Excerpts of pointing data
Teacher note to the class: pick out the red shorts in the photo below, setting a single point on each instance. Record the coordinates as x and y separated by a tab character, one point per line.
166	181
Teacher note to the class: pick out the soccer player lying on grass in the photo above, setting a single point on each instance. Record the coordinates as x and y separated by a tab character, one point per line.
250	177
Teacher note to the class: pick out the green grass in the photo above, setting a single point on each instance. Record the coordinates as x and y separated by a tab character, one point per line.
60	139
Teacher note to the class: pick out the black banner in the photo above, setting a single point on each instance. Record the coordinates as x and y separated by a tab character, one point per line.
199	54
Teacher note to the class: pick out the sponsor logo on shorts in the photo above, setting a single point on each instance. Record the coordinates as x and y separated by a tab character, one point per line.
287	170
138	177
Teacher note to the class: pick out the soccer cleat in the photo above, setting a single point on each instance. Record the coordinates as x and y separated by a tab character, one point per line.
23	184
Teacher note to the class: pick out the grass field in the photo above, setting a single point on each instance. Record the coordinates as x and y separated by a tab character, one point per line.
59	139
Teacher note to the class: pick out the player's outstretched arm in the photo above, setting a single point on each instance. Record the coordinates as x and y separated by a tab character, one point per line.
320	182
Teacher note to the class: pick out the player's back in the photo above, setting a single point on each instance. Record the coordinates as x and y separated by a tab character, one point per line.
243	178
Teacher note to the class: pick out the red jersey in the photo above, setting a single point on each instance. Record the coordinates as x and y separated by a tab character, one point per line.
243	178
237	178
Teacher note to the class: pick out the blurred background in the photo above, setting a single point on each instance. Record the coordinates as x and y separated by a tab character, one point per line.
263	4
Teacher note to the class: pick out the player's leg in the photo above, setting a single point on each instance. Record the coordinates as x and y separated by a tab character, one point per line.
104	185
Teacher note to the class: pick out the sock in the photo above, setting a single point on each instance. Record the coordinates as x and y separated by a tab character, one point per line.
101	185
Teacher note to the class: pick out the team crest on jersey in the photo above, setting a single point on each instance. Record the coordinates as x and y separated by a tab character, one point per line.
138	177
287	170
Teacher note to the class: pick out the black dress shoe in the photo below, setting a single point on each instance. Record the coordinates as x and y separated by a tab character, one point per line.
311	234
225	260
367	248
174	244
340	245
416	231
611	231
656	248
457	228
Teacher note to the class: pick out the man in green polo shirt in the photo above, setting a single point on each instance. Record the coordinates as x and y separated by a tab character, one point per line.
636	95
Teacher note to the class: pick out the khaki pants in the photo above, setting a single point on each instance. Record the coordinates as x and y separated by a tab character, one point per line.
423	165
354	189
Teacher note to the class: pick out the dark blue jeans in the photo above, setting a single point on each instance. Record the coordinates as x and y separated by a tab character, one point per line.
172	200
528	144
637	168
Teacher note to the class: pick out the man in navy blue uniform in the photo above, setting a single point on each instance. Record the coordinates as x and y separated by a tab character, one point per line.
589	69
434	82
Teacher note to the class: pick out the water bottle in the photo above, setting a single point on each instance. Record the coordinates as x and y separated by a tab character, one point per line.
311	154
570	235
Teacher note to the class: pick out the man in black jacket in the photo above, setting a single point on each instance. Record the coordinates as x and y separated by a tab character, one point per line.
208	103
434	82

**Instructions to follow**
Turn every line of the rows above into a Markdown table with two columns, "No." for the line number and "Line" for the text, leaving out any blank lines.

**Output for this exercise**
| No. | Line |
|---|---|
| 1 | Teacher note to the class: pick out the red shorts in the photo below, setting a single point on each instance. Record the coordinates as x and y separated by a tab character, one point per line. |
| 2 | 166	181 |
| 3 | Teacher note to the class: pick out the soccer player lying on grass in the photo above, setting a single point on each instance. Record the coordinates as x and y separated by a tab character, one point per line. |
| 4 | 250	177 |
| 5 | Teacher note to the class: pick out the green grass in the photo above, setting a single point on each instance. Record the coordinates as x and y separated by a tab character, one point per line. |
| 6 | 60	139 |
| 7 | Teacher note to the class: pick out the black banner in the photo above, setting a single point on each instance. Record the coordinates as x and y separated by a tab character, one point per line. |
| 8 | 199	54 |
| 9 | Teacher note to the class: pick out the sponsor logo on shorts in the photo above, setting a single point on each instance. Record the coordinates as x and y separated by a tab character, one point per line. |
| 10 | 287	170 |
| 11 | 138	177 |
| 12 | Teacher note to the class: pick out the soccer cleat in the photo above, setting a single point on each instance. Record the coordinates as x and y separated by a tab character, one point per line. |
| 13 | 23	184 |
| 14 | Teacher note to the class: pick out the grass field in the photo above, setting a single point on each instance. Record the coordinates as x and y separated by a tab character, one point per line. |
| 15 | 59	139 |
| 16 | Teacher note to the class: pick out the player's outstretched arm in the photo above, setting a single point on each instance. Record the coordinates as x and y separated by a tab character, one point per line. |
| 17 | 320	182 |
| 18 | Teacher note to the class: pick out the player's back in the photo above, setting a single point on each instance. Record the coordinates as x and y separated by a tab character, one point per line. |
| 19 | 243	178 |
| 20 | Teacher note to the class: pick out the red jersey in the photo above, setting a single point on each instance. Record the coordinates as x and y separated by a tab character, one point per line. |
| 21 | 243	178 |
| 22 | 237	178 |
| 23 | Teacher note to the class: pick out the blurred background in the photo above, setting a single point on each instance. Record the coordinates as x and y separated by a tab character, one point per line. |
| 24 | 263	4 |
| 25 | Teacher note to the class: pick out the player's leg in the photo above, setting a single point on each instance. Record the coordinates as x and y separated by a tab character, one point per line. |
| 26 | 104	185 |
| 27 | Teacher note to the class: pick out the sock in the photo above, setting a single point on each instance. Record the coordinates as x and y separated by a tab character, one point per line. |
| 28 | 101	185 |
| 29 | Teacher note to the class: pick out the team crest on jersey in the photo above, setting a single point on each instance. Record the coordinates as x and y separated by a tab character, one point per line. |
| 30 | 138	177 |
| 31 | 287	170 |
| 32 | Teacher note to the class: pick out the black dress shoe in the photo below, setting a single point on each instance. Record the coordinates as x and y separated by a tab character, one point per line. |
| 33 | 311	234 |
| 34 | 225	260 |
| 35 | 367	248 |
| 36 | 174	244 |
| 37 | 340	245 |
| 38 | 416	231 |
| 39 | 611	231 |
| 40 | 656	248 |
| 41 | 457	228 |
| 42 | Teacher note to the class: pick out the man in green polo shirt in the photo above, setting a single point on each instance. Record the coordinates as x and y separated by a tab character, one point per line. |
| 43 | 636	95 |
| 44 | Teacher note to the class: pick out the khaki pants in the photo above, setting a single point on each instance. Record the coordinates as x and y separated by a tab character, one point per line. |
| 45 | 423	165 |
| 46 | 354	189 |
| 47 | Teacher note to the class: pick out the dark blue jeans in the photo above, setting a single point on each instance. Record the coordinates as x and y separated by a tab character, one point per line. |
| 48 | 172	200 |
| 49 | 528	144 |
| 50 | 637	168 |
| 51 | Teacher note to the class: pick out the man in navy blue uniform in the photo above, setting a single point on each instance. Record the coordinates as x and y separated by a tab character, one point per line. |
| 52 | 589	69 |
| 53 | 434	82 |
| 54 | Teacher note to the class: pick out the water bottle in the photo above, setting a single point on each instance. Record the coordinates as x and y separated by a tab character, one point per line. |
| 55 | 311	154 |
| 56 | 570	235 |
| 57 | Teacher note to the class: pick out the man in black jacket in the photo above, setting a single point on each instance. Record the coordinates as x and y separated by a tab character, one point per line. |
| 58 | 208	103 |
| 59 | 434	82 |